Don’t know if you have ever seen the movie Catch 22. Released in 1970, (yes they had motion pictures back then) Catch 22 is a dark, yet sometimes funny story based on a novel written by Joseph Heller of the same name. The story centers around a group of US Air Force personnel stationed on the Mediterranean in WW II. Feeling trapped by dangerous missions, maniacal commanders, and insane regulations, many try to find a way out, some go crazy themselves.
As explained by the Doctor on the base, the “catch” in the regulations is an Air Force pilot would have to be crazy to fly more missions, and sane if he didn’t., but if he is sane then he has to fly them. That is the “catch 22”.
Now you may think this is a stretch, but I think we are in the same “catch” with the feral pig mess in the southeast, really over much of America. Allow me to ‘splain it to you.
Most of us know there is a thriving population of feral porkers in most every state south of the Mason Dixon, and now north of there. Pigs are prolific breeders, are very hardy and will eat most anything. This sets the stage for a feral hog take over in some areas. If there is enough food and cover once a population is established they are very hard to eradicate, some think this is bad, some think it is good, here is where the catch starts.

Feral hogs can be a lot of fun to hunt; they quickly become wily, cautious game. Pigs are smart and adaptive, all this makes them a game animal that many hunters love to pursue, and again, this is part of the catch. The hunting of feral hogs, especially in the southeast, has become big business with many sportsmen happy to pay for the privilege of pursuing them on private land. Problem is any wildlife biologist with any state game agency and most sportsmen will tell you that feral hogs are terrible for native game animals and the habitat.

INFORMATION.
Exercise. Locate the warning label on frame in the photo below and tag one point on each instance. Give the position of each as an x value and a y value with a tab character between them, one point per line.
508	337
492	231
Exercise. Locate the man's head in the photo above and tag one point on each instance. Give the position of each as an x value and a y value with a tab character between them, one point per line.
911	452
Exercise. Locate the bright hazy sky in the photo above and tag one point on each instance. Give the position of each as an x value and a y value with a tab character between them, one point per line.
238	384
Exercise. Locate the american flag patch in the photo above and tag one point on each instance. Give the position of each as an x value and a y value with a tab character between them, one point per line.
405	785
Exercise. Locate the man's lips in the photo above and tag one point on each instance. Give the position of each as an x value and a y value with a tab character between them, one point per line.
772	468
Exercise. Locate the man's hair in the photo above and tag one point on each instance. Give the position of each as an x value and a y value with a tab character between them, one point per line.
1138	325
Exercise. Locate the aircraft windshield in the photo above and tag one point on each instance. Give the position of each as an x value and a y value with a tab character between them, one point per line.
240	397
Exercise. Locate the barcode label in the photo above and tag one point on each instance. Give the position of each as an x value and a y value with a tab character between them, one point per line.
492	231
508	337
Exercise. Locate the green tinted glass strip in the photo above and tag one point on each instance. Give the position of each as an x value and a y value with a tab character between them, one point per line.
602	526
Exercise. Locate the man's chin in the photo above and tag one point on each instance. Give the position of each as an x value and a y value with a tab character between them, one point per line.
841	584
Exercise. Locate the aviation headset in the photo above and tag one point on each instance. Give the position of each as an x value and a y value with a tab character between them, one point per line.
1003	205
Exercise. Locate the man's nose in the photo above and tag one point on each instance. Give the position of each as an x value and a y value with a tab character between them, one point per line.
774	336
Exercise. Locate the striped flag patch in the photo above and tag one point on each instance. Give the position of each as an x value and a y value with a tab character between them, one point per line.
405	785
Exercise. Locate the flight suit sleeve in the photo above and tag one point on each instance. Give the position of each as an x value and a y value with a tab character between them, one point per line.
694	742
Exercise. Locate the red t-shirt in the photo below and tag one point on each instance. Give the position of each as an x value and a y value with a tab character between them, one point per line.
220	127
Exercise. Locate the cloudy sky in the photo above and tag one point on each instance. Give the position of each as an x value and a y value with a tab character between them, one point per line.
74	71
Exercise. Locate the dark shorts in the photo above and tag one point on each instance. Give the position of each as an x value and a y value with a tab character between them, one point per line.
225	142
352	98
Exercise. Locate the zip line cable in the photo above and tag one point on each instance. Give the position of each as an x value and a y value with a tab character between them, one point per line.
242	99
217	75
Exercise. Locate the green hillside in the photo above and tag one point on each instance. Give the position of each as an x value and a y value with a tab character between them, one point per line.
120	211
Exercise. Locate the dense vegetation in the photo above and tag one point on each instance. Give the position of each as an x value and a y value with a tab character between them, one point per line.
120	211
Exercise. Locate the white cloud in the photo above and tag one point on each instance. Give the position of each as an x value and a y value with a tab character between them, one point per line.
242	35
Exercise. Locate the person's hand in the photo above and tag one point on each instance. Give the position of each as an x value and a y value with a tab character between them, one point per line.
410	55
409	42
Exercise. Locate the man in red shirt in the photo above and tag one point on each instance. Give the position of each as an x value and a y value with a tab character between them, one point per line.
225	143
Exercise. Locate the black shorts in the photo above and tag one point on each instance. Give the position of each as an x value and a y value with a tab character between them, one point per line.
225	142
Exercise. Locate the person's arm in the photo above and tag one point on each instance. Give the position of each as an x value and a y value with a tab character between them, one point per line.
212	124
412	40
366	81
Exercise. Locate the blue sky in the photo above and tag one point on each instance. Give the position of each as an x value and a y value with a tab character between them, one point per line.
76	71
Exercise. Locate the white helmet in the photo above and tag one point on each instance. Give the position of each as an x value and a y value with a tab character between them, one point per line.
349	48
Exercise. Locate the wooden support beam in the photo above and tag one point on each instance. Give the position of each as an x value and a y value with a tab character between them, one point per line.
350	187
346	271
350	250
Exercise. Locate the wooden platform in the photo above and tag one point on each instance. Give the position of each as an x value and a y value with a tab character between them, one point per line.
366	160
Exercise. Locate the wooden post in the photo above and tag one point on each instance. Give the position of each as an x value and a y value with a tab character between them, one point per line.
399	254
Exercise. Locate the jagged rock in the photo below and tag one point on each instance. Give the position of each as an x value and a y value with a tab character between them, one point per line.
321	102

BRIEF 1. In the feral hog essay, rewrite the passage from "Now you may" up to and including "the catch starts.", swapping "porkers" for "swine".
BRIEF 2. According to the feral hog essay, what are all the things the Air Force personnel in Catch 22 feel trapped by?

SOLUTION 1.
Now you may think this is a stretch, but I think we are in the same “catch” with the feral pig mess in the southeast, really over much of America. Allow me to ‘splain it to you.
Most of us know there is a thriving population of feral swine in most every state south of the Mason Dixon, and now north of there. Pigs are prolific breeders, are very hardy and will eat most anything. This sets the stage for a feral hog take over in some areas. If there is enough food and cover once a population is established they are very hard to eradicate, some think this is bad, some think it is good, here is where the catch starts.

SOLUTION 2.
- dangerous missions
- maniacal commanders
- insane regulations